Data entries
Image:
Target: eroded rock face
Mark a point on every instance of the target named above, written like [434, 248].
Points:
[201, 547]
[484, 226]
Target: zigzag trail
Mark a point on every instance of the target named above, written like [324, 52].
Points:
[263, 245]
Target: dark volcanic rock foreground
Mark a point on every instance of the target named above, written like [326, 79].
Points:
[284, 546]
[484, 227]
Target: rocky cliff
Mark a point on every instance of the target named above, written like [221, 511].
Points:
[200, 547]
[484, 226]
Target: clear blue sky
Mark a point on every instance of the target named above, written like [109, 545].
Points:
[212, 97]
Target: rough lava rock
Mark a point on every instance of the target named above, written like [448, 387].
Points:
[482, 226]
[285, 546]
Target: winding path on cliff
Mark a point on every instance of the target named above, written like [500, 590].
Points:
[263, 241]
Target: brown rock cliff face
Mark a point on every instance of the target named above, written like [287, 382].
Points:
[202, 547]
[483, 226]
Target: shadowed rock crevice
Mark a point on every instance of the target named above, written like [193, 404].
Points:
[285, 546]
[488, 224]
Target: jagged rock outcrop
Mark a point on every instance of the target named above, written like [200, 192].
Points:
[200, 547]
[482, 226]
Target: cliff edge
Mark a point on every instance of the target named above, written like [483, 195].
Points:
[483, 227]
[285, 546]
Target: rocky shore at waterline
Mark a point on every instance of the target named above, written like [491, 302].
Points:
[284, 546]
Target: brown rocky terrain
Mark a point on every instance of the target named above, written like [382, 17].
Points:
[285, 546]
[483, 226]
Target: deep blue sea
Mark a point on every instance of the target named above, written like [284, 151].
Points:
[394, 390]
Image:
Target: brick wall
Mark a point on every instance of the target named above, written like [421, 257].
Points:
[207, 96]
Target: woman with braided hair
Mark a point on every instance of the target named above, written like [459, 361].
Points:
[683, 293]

■ Task to complete ■
Express every line of the items above as a JSON list of strings, one string per line, skipping blank lines.

■ Response ■
[
  "Image:",
  "Target: eroded rock face",
  "Mark a point on every instance of the target named above, written like [434, 248].",
  "Points:",
  "[201, 547]",
  "[484, 226]",
  "Target: zigzag trail",
  "Mark a point on every instance of the target named above, written like [324, 52].",
  "Points:",
  "[263, 245]",
  "Target: dark volcanic rock foreground",
  "Mark a point on every instance of the target named above, written like [326, 79].",
  "Points:",
  "[284, 546]",
  "[484, 227]",
  "Target: rocky cliff",
  "Mark a point on every instance of the target named above, written like [221, 511].",
  "Points:",
  "[200, 547]",
  "[484, 226]",
  "Target: clear blue sky",
  "Mark a point on every instance of the target named above, written like [109, 545].",
  "Points:",
  "[212, 97]",
  "Target: rough lava rock",
  "Mark a point on every instance of the target named above, written like [448, 387].",
  "Points:",
  "[482, 226]",
  "[285, 546]",
  "Target: winding path on cliff",
  "Mark a point on every instance of the target named above, written like [500, 590].",
  "Points:",
  "[263, 241]",
  "Target: brown rock cliff face",
  "Mark a point on every instance of the target named above, written like [287, 382].",
  "Points:",
  "[202, 547]",
  "[483, 226]",
  "Target: shadowed rock crevice",
  "Mark a point on every instance of the target named above, written like [193, 404].",
  "Points:",
  "[285, 546]",
  "[488, 224]",
  "Target: jagged rock outcrop",
  "Mark a point on every instance of the target named above, written like [200, 192].",
  "Points:",
  "[200, 547]",
  "[482, 226]",
  "Target: cliff edge",
  "Mark a point on every instance of the target named above, written like [483, 195].",
  "Points:",
  "[483, 227]",
  "[285, 546]",
  "Target: rocky shore at waterline",
  "Mark a point on every instance of the target named above, written like [491, 302].",
  "Points:",
  "[284, 546]",
  "Target: brown rocky terrain",
  "Mark a point on every instance of the target named above, written like [382, 17].",
  "Points:",
  "[285, 546]",
  "[483, 226]",
  "Target: deep blue sea",
  "Mark a point on every instance of the target named above, written like [284, 151].",
  "Points:",
  "[394, 390]",
  "Image:",
  "Target: brick wall",
  "Mark a point on every instance of the target named above, written like [421, 257].",
  "Points:",
  "[207, 96]",
  "Target: woman with braided hair",
  "Mark a point on every instance of the target named above, written like [459, 361].",
  "Points:",
  "[683, 293]"
]